Dataset entries: Begin

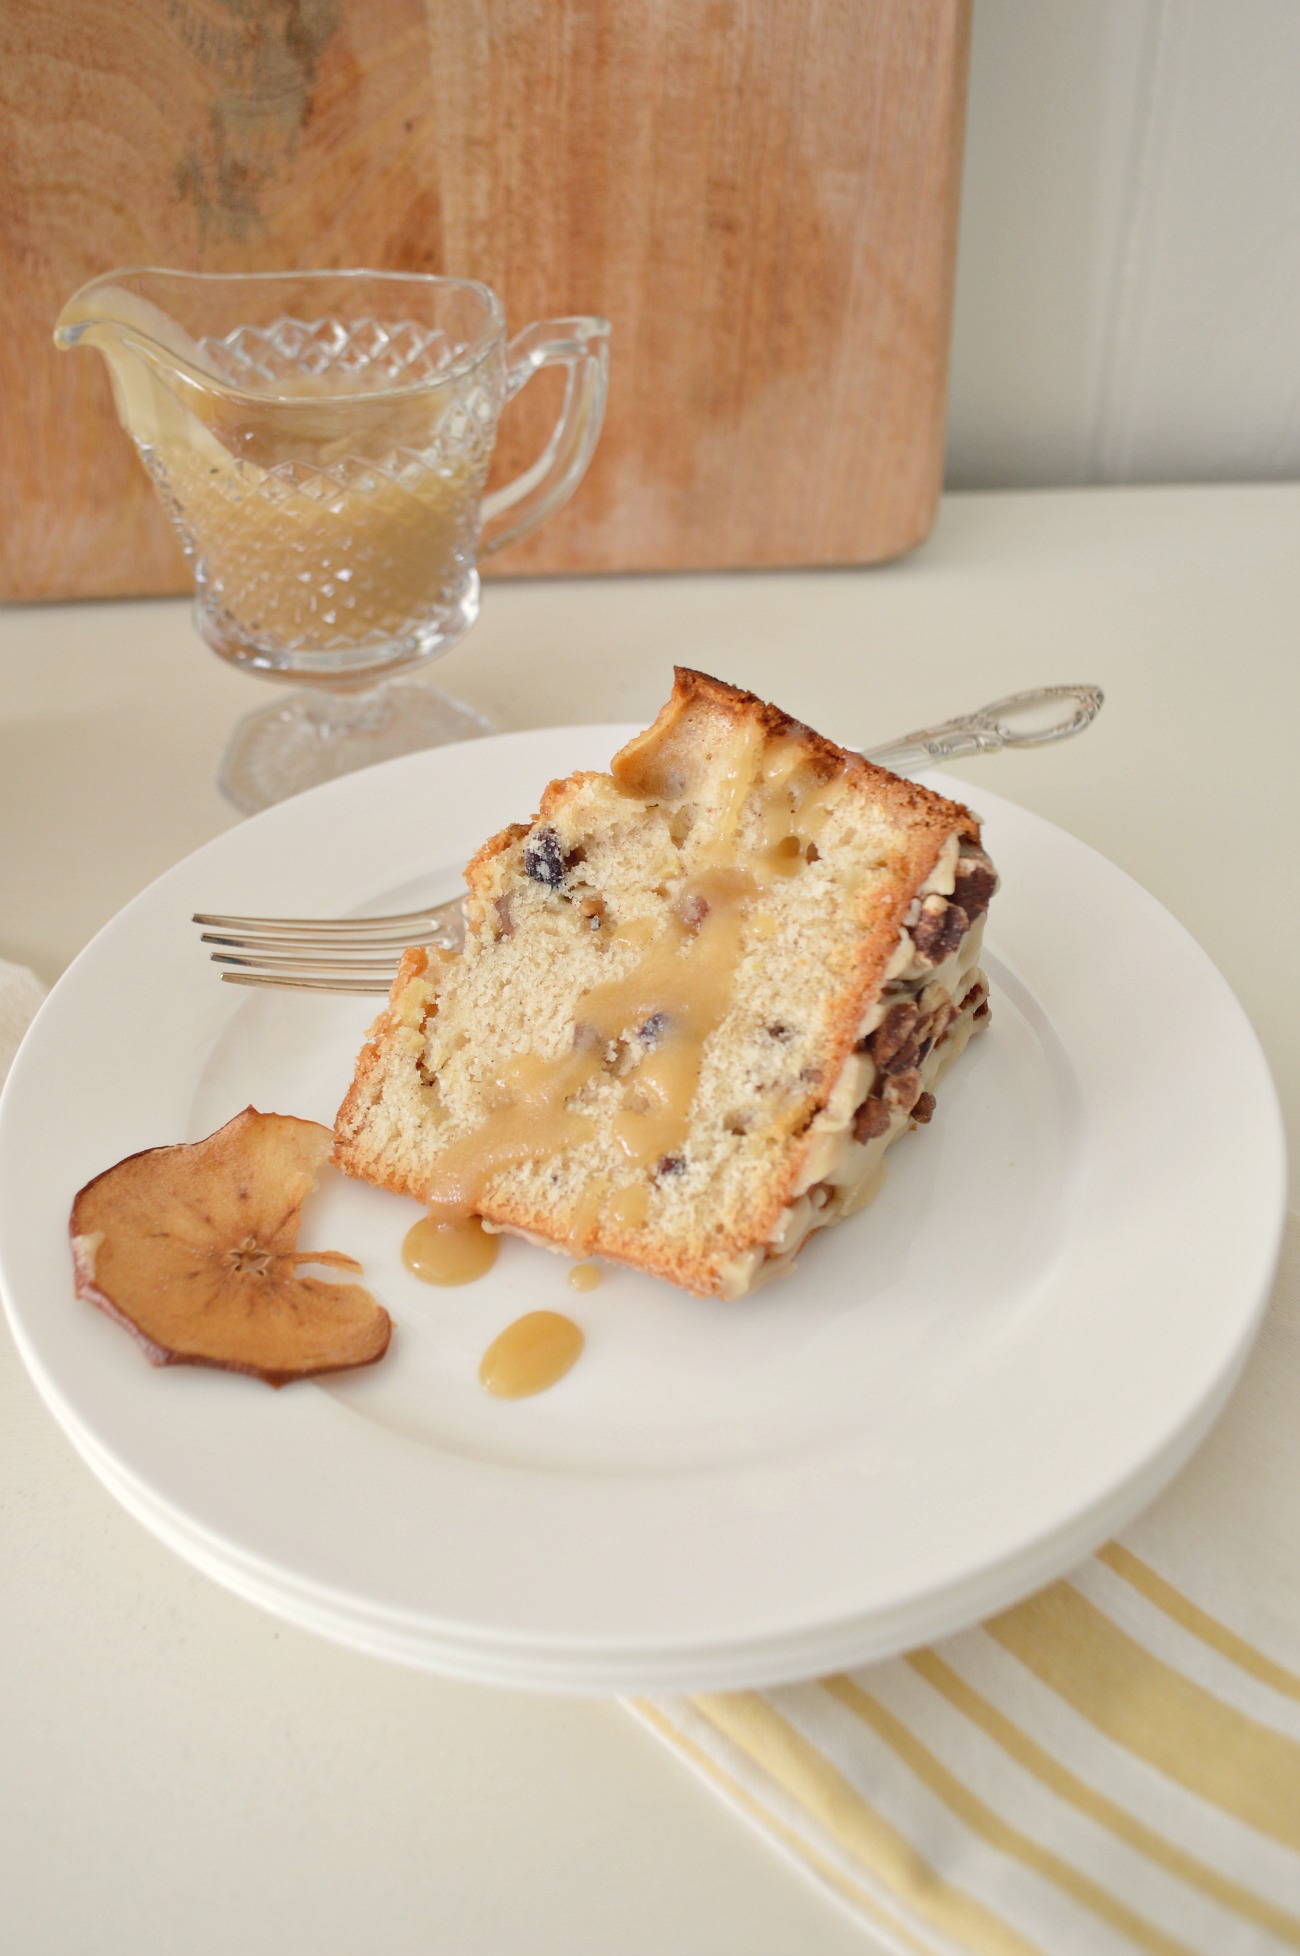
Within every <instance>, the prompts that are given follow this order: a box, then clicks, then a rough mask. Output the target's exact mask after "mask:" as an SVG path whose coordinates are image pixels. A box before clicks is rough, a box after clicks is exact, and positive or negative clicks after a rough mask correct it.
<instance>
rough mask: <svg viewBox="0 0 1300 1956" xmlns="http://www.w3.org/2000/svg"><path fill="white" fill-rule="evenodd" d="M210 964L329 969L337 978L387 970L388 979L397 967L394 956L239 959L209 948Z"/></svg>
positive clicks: (254, 970)
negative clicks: (360, 972)
mask: <svg viewBox="0 0 1300 1956" xmlns="http://www.w3.org/2000/svg"><path fill="white" fill-rule="evenodd" d="M213 964H223V966H231V968H233V970H250V972H303V974H305V976H319V978H325V976H328V974H330V972H332V974H336V976H340V978H352V976H356V974H358V972H387V974H389V978H391V976H393V972H395V970H397V958H280V956H268V958H262V956H256V958H252V956H248V958H242V956H235V955H233V953H229V951H213Z"/></svg>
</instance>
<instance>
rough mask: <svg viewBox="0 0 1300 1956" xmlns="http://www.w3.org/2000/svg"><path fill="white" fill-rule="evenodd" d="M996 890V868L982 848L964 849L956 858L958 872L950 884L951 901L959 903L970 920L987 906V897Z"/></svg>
mask: <svg viewBox="0 0 1300 1956" xmlns="http://www.w3.org/2000/svg"><path fill="white" fill-rule="evenodd" d="M995 890H997V870H995V868H993V865H991V863H989V859H987V855H985V853H983V849H964V851H962V855H960V859H958V874H956V882H954V886H952V902H954V904H960V906H962V910H964V911H966V915H968V917H970V921H972V923H974V921H975V917H981V915H983V913H985V910H987V908H989V898H991V896H993V892H995Z"/></svg>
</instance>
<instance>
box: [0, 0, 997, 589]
mask: <svg viewBox="0 0 1300 1956" xmlns="http://www.w3.org/2000/svg"><path fill="white" fill-rule="evenodd" d="M968 41H970V0H856V4H854V0H749V4H747V0H655V4H651V6H631V4H629V0H6V6H4V8H0V145H2V151H4V178H6V182H4V196H2V198H0V417H2V430H4V448H2V454H0V516H2V522H0V597H6V599H41V597H106V595H125V593H154V591H180V589H186V585H188V573H186V569H184V563H182V559H180V554H178V550H176V544H174V540H172V534H170V528H168V524H166V518H164V516H162V511H160V509H158V505H156V503H154V497H152V491H151V487H149V483H147V479H145V475H143V471H141V467H139V464H137V462H135V456H133V452H131V446H129V442H127V436H125V434H123V432H121V430H119V426H117V419H115V413H113V407H111V397H109V389H108V378H106V374H104V368H102V362H100V360H98V356H94V354H88V352H82V354H76V352H74V354H59V352H55V348H53V344H51V329H53V321H55V317H57V313H59V309H61V305H63V301H65V299H66V297H68V293H70V291H74V289H76V286H80V284H82V282H84V280H88V278H94V276H96V274H100V272H106V270H111V268H113V266H121V264H168V266H180V268H188V270H209V272H233V270H280V268H285V266H305V268H313V266H323V268H325V266H350V264H366V266H375V268H391V270H428V272H459V274H467V276H473V278H483V280H487V282H489V284H493V286H495V288H497V289H498V291H500V295H502V299H504V301H506V311H508V319H510V323H512V329H518V327H522V325H524V323H526V321H530V319H538V317H547V315H563V313H577V311H598V313H606V315H608V317H610V321H612V325H614V336H612V385H610V409H608V421H606V428H604V436H602V442H600V448H598V454H596V460H594V464H592V469H590V475H588V479H586V481H585V485H583V487H581V489H579V493H577V497H575V501H573V503H571V505H569V507H567V509H565V511H563V512H561V514H557V516H555V518H551V522H549V524H547V526H545V528H543V530H542V532H538V534H536V536H534V538H530V540H528V542H524V544H520V546H516V548H514V550H510V552H508V554H506V556H504V557H502V559H497V561H495V563H493V571H495V573H534V571H583V569H590V571H620V569H682V567H715V565H764V563H841V561H843V563H860V561H876V559H882V557H893V556H899V554H901V552H905V550H909V548H911V546H915V544H917V542H919V540H921V538H923V536H925V532H927V530H929V526H931V520H932V514H934V507H936V499H938V487H940V469H942V428H944V381H946V360H948V327H950V311H952V266H954V252H956V213H958V186H960V156H962V111H964V98H966V61H968ZM551 383H553V376H542V379H538V381H534V383H532V385H530V387H528V389H526V393H524V395H522V397H520V401H518V403H516V405H512V407H510V409H508V413H506V419H504V422H502V432H500V442H498V456H497V464H495V475H497V477H498V479H504V475H508V473H514V471H516V469H518V467H520V466H522V464H524V462H528V460H530V456H532V452H536V446H538V444H540V440H542V434H543V430H545V422H547V417H549V415H551V413H553V409H555V393H553V391H551Z"/></svg>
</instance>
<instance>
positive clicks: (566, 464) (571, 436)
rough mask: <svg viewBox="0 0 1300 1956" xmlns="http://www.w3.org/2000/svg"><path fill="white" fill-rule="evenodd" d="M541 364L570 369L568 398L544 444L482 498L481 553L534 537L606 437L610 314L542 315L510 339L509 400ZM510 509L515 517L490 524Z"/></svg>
mask: <svg viewBox="0 0 1300 1956" xmlns="http://www.w3.org/2000/svg"><path fill="white" fill-rule="evenodd" d="M543 366H563V368H567V383H565V405H563V407H561V411H559V421H557V422H555V426H553V430H551V438H549V440H547V444H545V448H543V450H542V454H540V456H538V460H536V462H534V464H532V467H528V469H524V473H522V475H516V477H514V481H512V483H506V485H504V489H493V493H491V495H485V497H483V528H481V532H479V552H491V550H504V546H506V544H514V542H518V538H520V536H530V534H532V532H534V530H536V528H538V526H540V524H543V522H545V518H547V516H549V514H551V511H555V509H559V507H561V503H567V501H569V497H571V495H573V491H575V489H577V485H579V483H581V481H583V475H585V473H586V464H588V462H590V458H592V450H594V446H596V440H598V436H600V422H602V421H604V399H606V393H608V383H610V321H608V319H594V317H579V319H540V321H538V323H536V325H532V327H524V331H522V333H516V334H514V338H512V340H510V344H508V346H506V401H512V399H514V395H516V393H518V391H520V387H522V385H524V383H526V381H530V379H532V376H534V374H538V372H540V370H542V368H543ZM506 511H510V512H512V520H510V522H506V524H502V526H500V528H495V530H493V528H491V524H495V522H497V518H498V516H504V514H506Z"/></svg>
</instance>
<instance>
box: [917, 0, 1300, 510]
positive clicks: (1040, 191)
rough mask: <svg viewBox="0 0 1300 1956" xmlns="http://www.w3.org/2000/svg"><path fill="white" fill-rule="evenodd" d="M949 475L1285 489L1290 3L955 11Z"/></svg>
mask: <svg viewBox="0 0 1300 1956" xmlns="http://www.w3.org/2000/svg"><path fill="white" fill-rule="evenodd" d="M948 475H950V481H952V483H954V485H956V487H989V485H991V487H997V485H1042V483H1085V481H1173V479H1210V477H1224V479H1234V477H1267V475H1300V4H1296V0H1237V4H1232V0H975V35H974V53H972V92H970V123H968V155H966V194H964V211H962V246H960V260H958V303H956V333H954V354H952V393H950V466H948Z"/></svg>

Dataset entries: End

Work order >>
Could you retype every line above exactly as it appears, skipping the pictures?

Exercise result >>
Within every <instance>, the prompts that are given follow this order: a box, then clicks, then a rough mask. Output the target's exact mask after "mask:" as an SVG path whose coordinates are image pixels. A box before clicks is rough, a box after clicks is exact, and positive or negative clicks after a rough mask correct it.
<instance>
rough mask: <svg viewBox="0 0 1300 1956" xmlns="http://www.w3.org/2000/svg"><path fill="white" fill-rule="evenodd" d="M210 964L329 969L337 978L387 970L388 979L397 967L394 956L239 959L209 948Z"/></svg>
positive clicks: (254, 970)
negative clicks: (360, 972)
mask: <svg viewBox="0 0 1300 1956" xmlns="http://www.w3.org/2000/svg"><path fill="white" fill-rule="evenodd" d="M213 964H223V966H231V968H233V970H250V972H303V974H305V976H319V978H325V976H328V974H330V972H332V974H336V976H340V978H352V976H356V974H358V972H387V974H389V978H391V976H393V972H395V970H397V958H280V956H268V958H262V956H256V958H252V956H248V958H242V956H235V955H233V953H229V951H213Z"/></svg>
</instance>
<instance>
rough mask: <svg viewBox="0 0 1300 1956" xmlns="http://www.w3.org/2000/svg"><path fill="white" fill-rule="evenodd" d="M996 890V868L982 848L964 849L956 858L958 872L950 884L951 901L959 903L970 920L987 906V897Z"/></svg>
mask: <svg viewBox="0 0 1300 1956" xmlns="http://www.w3.org/2000/svg"><path fill="white" fill-rule="evenodd" d="M995 890H997V870H995V868H993V865H991V863H989V859H987V855H985V853H983V849H964V851H962V855H960V859H958V874H956V882H954V886H952V902H954V904H960V906H962V910H964V911H966V915H968V917H970V921H972V923H974V921H975V917H981V915H983V913H985V910H987V908H989V898H991V896H993V892H995Z"/></svg>
</instance>
<instance>
box: [0, 0, 997, 589]
mask: <svg viewBox="0 0 1300 1956" xmlns="http://www.w3.org/2000/svg"><path fill="white" fill-rule="evenodd" d="M968 41H970V0H856V4H854V0H749V4H747V0H655V4H651V6H631V4H629V0H6V6H4V8H0V145H2V151H4V178H6V182H4V196H2V198H0V417H2V430H4V448H2V454H0V516H2V522H0V597H6V599H41V597H106V595H125V593H154V591H180V589H186V585H188V573H186V569H184V563H182V559H180V554H178V550H176V544H174V540H172V534H170V528H168V524H166V518H164V516H162V511H160V509H158V505H156V503H154V497H152V491H151V487H149V483H147V479H145V475H143V471H141V467H139V464H137V462H135V456H133V452H131V446H129V442H127V436H125V434H123V432H121V430H119V426H117V419H115V413H113V407H111V397H109V389H108V378H106V374H104V368H102V362H100V360H98V356H94V354H88V352H82V354H76V352H74V354H59V352H55V348H53V344H51V329H53V321H55V317H57V313H59V309H61V305H63V301H65V299H66V297H68V293H70V291H74V289H76V286H80V284H82V282H84V280H88V278H94V276H96V274H100V272H106V270H111V268H113V266H121V264H168V266H180V268H188V270H209V272H233V270H280V268H285V266H305V268H313V266H323V268H325V266H350V264H366V266H375V268H391V270H428V272H459V274H467V276H473V278H483V280H487V282H489V284H493V286H495V288H497V289H498V291H500V295H502V299H504V301H506V311H508V319H510V323H512V329H518V327H522V325H524V323H526V321H530V319H538V317H547V315H563V313H577V311H598V313H606V315H608V317H610V321H612V325H614V336H612V385H610V409H608V421H606V428H604V436H602V442H600V448H598V454H596V460H594V464H592V469H590V475H588V479H586V481H585V485H583V487H581V489H579V493H577V497H575V501H573V503H571V505H569V507H567V509H565V511H563V512H561V514H557V516H555V518H551V522H549V524H547V526H545V528H543V530H542V532H538V534H536V536H534V538H530V540H528V542H524V544H520V546H516V548H514V550H510V552H508V554H506V556H504V557H502V559H497V561H495V563H493V571H495V573H534V571H583V569H590V571H620V569H682V567H715V565H764V563H841V561H843V563H860V561H876V559H882V557H893V556H899V554H901V552H905V550H909V548H911V546H915V544H917V542H919V540H921V538H923V536H925V532H927V530H929V526H931V520H932V514H934V507H936V499H938V487H940V469H942V428H944V381H946V360H948V327H950V311H952V266H954V252H956V213H958V186H960V156H962V111H964V98H966V61H968ZM551 383H553V376H542V379H538V381H534V383H532V385H530V387H528V389H526V393H524V395H522V397H520V401H518V403H516V405H512V407H510V409H508V413H506V419H504V422H502V432H500V442H498V456H497V464H495V475H497V477H498V479H504V475H508V473H514V471H516V469H518V467H520V466H522V464H524V462H528V460H530V456H532V452H536V446H538V444H540V440H542V434H543V430H545V422H547V417H549V415H551V413H553V409H555V393H553V391H551Z"/></svg>
</instance>
<instance>
positive clicks: (566, 464) (571, 436)
rough mask: <svg viewBox="0 0 1300 1956" xmlns="http://www.w3.org/2000/svg"><path fill="white" fill-rule="evenodd" d="M541 364L570 369L568 398L544 444L482 498L481 553L534 537L606 437L610 314L542 315L510 339L509 400ZM510 509L515 517L490 524Z"/></svg>
mask: <svg viewBox="0 0 1300 1956" xmlns="http://www.w3.org/2000/svg"><path fill="white" fill-rule="evenodd" d="M543 366H563V368H567V383H565V405H563V407H561V411H559V421H557V422H555V426H553V430H551V438H549V440H547V444H545V448H543V450H542V454H540V456H538V460H536V462H534V464H532V467H528V469H524V473H522V475H516V477H514V481H512V483H506V485H504V489H493V493H491V495H485V497H483V528H481V532H479V552H491V550H504V546H506V544H514V542H518V538H520V536H530V534H532V532H534V530H536V528H538V526H540V524H543V522H545V518H547V516H549V514H551V511H555V509H559V507H561V503H567V501H569V497H571V495H573V491H575V489H577V485H579V483H581V481H583V475H585V473H586V464H588V462H590V458H592V450H594V446H596V440H598V436H600V422H602V421H604V399H606V393H608V383H610V321H608V319H594V317H579V319H540V321H538V323H536V325H532V327H524V331H522V333H516V334H514V338H512V340H510V344H508V346H506V401H512V399H514V395H516V393H518V391H520V387H522V385H524V383H526V381H530V379H532V376H534V374H538V372H540V370H542V368H543ZM506 511H510V512H512V520H510V522H506V524H502V526H500V528H495V530H493V528H491V524H495V522H497V518H498V516H504V514H506Z"/></svg>
</instance>
<instance>
box: [917, 0, 1300, 510]
positive clicks: (1040, 191)
rough mask: <svg viewBox="0 0 1300 1956" xmlns="http://www.w3.org/2000/svg"><path fill="white" fill-rule="evenodd" d="M949 475L1285 489L1290 3L955 11Z"/></svg>
mask: <svg viewBox="0 0 1300 1956" xmlns="http://www.w3.org/2000/svg"><path fill="white" fill-rule="evenodd" d="M948 475H950V481H952V483H954V485H956V487H989V485H991V487H997V485H1042V483H1085V481H1173V479H1210V477H1224V479H1234V477H1267V475H1300V4H1296V0H1237V4H1232V0H975V35H974V53H972V92H970V123H968V155H966V194H964V211H962V246H960V260H958V303H956V333H954V354H952V393H950V466H948Z"/></svg>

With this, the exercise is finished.